Every line below from the one containing "# give the mask of every instance of the pedestrian" through the one containing "--target pedestrian walking on sidewalk" must be transcribed exactly. Omit all lines outside that stretch.

>>>

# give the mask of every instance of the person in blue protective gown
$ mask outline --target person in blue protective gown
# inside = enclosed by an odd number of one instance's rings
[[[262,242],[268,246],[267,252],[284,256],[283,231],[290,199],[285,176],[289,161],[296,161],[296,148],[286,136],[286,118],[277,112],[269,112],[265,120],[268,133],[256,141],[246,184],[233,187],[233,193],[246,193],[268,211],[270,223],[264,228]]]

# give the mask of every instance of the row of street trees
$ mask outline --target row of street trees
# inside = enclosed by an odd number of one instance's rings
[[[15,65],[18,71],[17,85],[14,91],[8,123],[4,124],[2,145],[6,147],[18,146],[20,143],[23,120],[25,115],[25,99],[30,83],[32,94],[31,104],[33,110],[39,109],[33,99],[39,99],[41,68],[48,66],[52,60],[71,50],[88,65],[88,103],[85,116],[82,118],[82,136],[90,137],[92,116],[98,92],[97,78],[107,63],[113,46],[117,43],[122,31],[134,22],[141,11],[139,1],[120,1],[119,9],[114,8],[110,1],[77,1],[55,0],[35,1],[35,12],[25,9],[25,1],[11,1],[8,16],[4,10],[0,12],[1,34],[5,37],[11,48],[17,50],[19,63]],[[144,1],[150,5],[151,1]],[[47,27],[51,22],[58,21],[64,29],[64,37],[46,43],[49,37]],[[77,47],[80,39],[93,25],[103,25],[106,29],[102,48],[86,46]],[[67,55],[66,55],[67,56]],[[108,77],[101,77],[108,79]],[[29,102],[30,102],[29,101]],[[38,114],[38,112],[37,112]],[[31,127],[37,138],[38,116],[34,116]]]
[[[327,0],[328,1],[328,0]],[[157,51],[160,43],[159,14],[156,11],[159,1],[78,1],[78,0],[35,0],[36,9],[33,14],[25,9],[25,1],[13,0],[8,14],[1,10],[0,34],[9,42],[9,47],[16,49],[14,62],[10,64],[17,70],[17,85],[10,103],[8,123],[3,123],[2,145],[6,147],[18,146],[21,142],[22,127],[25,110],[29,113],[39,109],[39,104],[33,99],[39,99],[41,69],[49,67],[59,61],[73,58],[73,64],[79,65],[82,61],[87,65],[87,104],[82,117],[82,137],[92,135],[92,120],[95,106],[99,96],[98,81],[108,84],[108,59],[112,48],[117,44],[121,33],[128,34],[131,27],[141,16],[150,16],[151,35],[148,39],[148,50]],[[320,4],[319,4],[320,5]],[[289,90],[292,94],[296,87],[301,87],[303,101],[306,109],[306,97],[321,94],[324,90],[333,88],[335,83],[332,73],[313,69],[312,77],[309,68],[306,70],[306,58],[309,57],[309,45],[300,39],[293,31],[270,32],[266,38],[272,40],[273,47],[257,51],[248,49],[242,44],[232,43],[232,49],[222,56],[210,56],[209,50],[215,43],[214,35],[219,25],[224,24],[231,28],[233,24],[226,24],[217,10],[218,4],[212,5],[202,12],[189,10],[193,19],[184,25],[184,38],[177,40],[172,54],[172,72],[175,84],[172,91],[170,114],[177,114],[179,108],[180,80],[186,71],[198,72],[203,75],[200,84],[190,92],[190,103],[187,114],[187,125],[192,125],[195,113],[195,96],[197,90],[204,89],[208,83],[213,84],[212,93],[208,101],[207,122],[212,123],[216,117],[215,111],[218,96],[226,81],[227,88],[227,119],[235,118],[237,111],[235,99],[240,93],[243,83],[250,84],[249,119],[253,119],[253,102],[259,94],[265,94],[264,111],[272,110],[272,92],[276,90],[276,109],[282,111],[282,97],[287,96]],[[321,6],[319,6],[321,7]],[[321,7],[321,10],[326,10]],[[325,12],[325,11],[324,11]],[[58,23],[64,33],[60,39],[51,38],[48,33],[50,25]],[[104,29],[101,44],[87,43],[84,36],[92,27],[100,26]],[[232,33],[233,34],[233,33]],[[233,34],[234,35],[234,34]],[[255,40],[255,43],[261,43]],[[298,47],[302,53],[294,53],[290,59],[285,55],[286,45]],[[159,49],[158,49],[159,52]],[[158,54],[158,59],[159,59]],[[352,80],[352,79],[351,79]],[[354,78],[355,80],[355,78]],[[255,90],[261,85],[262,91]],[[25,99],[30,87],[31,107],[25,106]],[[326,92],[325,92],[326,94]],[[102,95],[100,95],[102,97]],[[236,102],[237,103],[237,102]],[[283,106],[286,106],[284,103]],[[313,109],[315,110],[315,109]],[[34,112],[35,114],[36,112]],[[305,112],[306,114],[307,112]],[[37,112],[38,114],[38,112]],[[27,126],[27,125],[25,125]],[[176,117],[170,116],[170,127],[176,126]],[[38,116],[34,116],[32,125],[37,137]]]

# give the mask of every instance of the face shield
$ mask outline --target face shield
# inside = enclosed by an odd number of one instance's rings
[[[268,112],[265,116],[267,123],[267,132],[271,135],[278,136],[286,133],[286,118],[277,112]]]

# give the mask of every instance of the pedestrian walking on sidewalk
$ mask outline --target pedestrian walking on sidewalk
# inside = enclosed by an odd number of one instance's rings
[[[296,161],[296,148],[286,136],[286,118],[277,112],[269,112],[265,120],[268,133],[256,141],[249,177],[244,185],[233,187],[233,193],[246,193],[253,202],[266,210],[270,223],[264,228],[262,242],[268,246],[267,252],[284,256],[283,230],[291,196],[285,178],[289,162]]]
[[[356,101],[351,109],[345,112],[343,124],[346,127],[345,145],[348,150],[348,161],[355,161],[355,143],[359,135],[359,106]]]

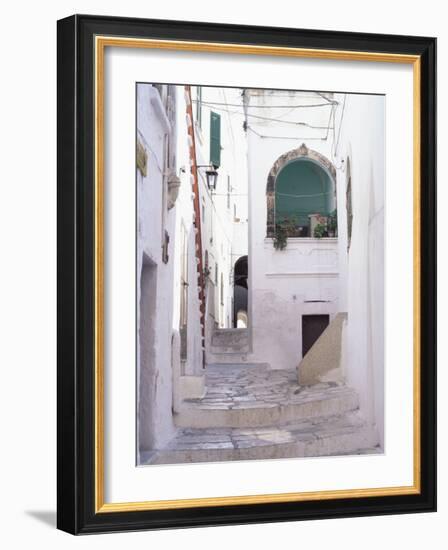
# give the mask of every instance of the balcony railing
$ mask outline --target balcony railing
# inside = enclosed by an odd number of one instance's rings
[[[268,228],[268,237],[272,237],[274,248],[283,250],[288,238],[334,238],[337,237],[337,212],[331,214],[308,214],[308,223],[294,216],[283,216],[277,219],[271,230]]]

<<<

• Reply:
# give the mask of every instance of the pedestrian walking on sidewalk
$ mask outline --target pedestrian walking on sidewalk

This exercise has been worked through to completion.